Document text:

We May Finally Understand the Moments Before the Big Bang


By Tim Childers an hour ago



An artist's interpretation of the Big Bang.
(Image: NASA's Goddard Space Flight Center/CI Lab)

There's a hole in the story of how our universe came to be. First, the universe inflated rapidly, like a balloon. Then, everything went boom.

But how those two periods are connected has eluded physicists. Now, a new study suggests a way to link the two epochs.

In the first period, the universe grew from an almost infinitely small point to nearly an octillion (that's a 1 followed by 27 zeros) times that in size in less than a trillionth of a second. This inflation period was followed by a more gradual, but violent, period of expansion we know as the Big Bang. During the Big Bang, an incredibly hot fireball of fundamental particles such as protons, neutrons and electrons expanded and cooled to form the atoms, stars and galaxies we see today.

Stated exercise: Proceed with the article on the moments before the Big Bang, picking up after its final sentence.

Data:
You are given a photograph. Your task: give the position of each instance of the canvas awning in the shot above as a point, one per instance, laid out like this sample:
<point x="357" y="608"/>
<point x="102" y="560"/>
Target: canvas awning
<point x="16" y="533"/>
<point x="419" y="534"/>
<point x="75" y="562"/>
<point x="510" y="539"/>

Response to the task:
The Big Bang theory, which describes cosmic inflation, remains the most widely supported explanation of how our universe began, yet scientists are still perplexed by how these wholly different periods of expansion are connected. To solve this cosmic conundrum, a team of researchers at Kenyon College, the Massachusetts Institute of Technology (MIT) and the Netherlands' Leiden University simulated the critical transition between cosmic inflation and the Big Bang a period they call "reheating."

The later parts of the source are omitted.